Written request 1.
In the clef entry below, copy the part that opens with the words containing "Creeping gradually to" and closes with "pattern-based, less abitrary-memorization-based.", replacing "programmer" with "coder".

A tangential answer to questions I asked in an
early-music newsgroup about notation for
viola da gamba
The answer turns out to be that just as C-clef on this
line is "tenor clef" and on that line is "alto clef", etc.,
if the G-clef is on the bottom line it's called "French
violin clef", and there's a name for F-clef on the top
line and a couple more names for different placements of
a C-clef. This implies that the answer to a question
I'd wondered about in the past, "Can I move the G- and
F-clefs in current modern notation, or is that only kosher
for 16th Century scores
(Why would I want to move the clef? For the same reason my ancestors did and C-clef instruments still do: I hate ledger lines. Of course, being a guitarist, I'm going to get ledger lines someplace no matter where I put whatever clef and what '8va' mark I throw in, but boy was I wishing I could move the clef on those alto recorder parts last night that kept going higher than the soprano parts!)
Creeping gradually to the point of this entry ...
I know there's a big overlap between
mathemagticians and musicians,
but I feel extra math-weenie-ish -- or is it more of
a programmer thing? -- for still not thinking
of them as nine distinct clefs, but as three
clefs / clef-symbols, which can be placed on any line.
It seems more ... well, more mathematical that way. More
logical, more pattern-based, less abitrary-memorization-based.
That is, I've got three symbols and a simple rule for interpreting them: the shape tells me what note the clef identifies the location of, and the position specifies that location. Three symbols and a rule -- not much to remember! And it's not like moving the clefs gets in the way of sight-reading from Arbeau, right? (Uh, right? Or is it just that only the folks who "got used to it pretty quickly" have bothered to mention it much?) This is exactly what happens with the "remember the different names" approach, just without bothering to remember the names. It's still what the clefs mean whichever way you learn them.

Written request 2.
Put the part of the listing that opens with the line containing "Where can the red shawl be seen here?" and closes with the line containing "x=898, y=555" into a Markdown table with the columns Row and Line, numbering each row and skipping blank lines.

[Recorded data]

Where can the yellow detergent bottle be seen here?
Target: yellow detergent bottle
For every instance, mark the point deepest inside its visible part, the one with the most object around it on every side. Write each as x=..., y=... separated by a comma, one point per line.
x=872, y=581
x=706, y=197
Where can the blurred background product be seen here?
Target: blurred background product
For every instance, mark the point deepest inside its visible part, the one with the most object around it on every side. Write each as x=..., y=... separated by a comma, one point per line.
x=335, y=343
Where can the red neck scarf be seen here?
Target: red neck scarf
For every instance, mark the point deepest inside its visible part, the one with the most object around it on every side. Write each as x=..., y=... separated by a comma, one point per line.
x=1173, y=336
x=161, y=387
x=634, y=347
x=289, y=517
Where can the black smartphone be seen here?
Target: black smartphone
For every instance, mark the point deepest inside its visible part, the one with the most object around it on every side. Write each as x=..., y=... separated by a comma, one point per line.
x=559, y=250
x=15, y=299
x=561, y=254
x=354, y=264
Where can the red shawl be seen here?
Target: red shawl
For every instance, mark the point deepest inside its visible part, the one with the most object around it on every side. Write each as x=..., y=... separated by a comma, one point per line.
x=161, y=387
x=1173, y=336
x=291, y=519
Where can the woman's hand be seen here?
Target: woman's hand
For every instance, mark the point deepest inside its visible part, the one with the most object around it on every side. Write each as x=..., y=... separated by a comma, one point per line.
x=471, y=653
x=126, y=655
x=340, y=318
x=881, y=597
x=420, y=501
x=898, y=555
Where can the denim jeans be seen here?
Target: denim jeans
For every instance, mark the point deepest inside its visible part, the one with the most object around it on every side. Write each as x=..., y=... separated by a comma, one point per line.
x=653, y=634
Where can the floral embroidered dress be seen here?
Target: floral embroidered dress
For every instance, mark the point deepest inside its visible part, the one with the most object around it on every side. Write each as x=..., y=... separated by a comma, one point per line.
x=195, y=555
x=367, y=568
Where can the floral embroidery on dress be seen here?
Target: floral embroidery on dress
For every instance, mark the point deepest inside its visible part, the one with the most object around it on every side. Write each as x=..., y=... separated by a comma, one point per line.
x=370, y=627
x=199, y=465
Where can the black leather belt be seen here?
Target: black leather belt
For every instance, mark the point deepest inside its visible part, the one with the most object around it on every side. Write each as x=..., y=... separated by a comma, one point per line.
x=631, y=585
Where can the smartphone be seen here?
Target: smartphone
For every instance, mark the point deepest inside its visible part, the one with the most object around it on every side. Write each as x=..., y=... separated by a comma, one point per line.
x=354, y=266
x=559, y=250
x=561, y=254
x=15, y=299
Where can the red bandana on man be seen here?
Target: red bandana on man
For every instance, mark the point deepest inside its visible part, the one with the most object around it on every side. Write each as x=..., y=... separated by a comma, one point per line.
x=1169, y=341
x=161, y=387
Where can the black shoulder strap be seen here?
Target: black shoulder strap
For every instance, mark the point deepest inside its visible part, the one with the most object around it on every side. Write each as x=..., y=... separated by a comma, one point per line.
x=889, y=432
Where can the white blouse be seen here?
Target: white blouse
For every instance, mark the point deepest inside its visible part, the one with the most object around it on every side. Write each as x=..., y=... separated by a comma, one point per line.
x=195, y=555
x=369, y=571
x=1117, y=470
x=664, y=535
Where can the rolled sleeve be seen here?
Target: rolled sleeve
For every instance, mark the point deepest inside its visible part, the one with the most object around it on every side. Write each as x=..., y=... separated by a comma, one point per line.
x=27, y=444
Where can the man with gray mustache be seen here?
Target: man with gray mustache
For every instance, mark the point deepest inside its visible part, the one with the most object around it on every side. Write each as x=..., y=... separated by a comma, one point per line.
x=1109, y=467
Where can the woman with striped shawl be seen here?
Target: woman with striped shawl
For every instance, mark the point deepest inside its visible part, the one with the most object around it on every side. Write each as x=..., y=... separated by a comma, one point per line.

Finished answer 1.
Creeping gradually to the point of this entry ...
I know there's a big overlap between
mathemagticians and musicians,
but I feel extra math-weenie-ish -- or is it more of
a coder thing? -- for still not thinking
of them as nine distinct clefs, but as three
clefs / clef-symbols, which can be placed on any line.
It seems more ... well, more mathematical that way. More
logical, more pattern-based, less abitrary-memorization-based.

Finished answer 2.
| Row | Line |
|---|---|
| 1 | Where can the red shawl be seen here? |
| 2 | Target: red shawl |
| 3 | For every instance, mark the point deepest inside its visible part, the one with the most object around it on every side. Write each as x=..., y=... separated by a comma, one point per line. |
| 4 | x=161, y=387 |
| 5 | x=1173, y=336 |
| 6 | x=291, y=519 |
| 7 | Where can the woman's hand be seen here? |
| 8 | Target: woman's hand |
| 9 | For every instance, mark the point deepest inside its visible part, the one with the most object around it on every side. Write each as x=..., y=... separated by a comma, one point per line. |
| 10 | x=471, y=653 |
| 11 | x=126, y=655 |
| 12 | x=340, y=318 |
| 13 | x=881, y=597 |
| 14 | x=420, y=501 |
| 15 | x=898, y=555 |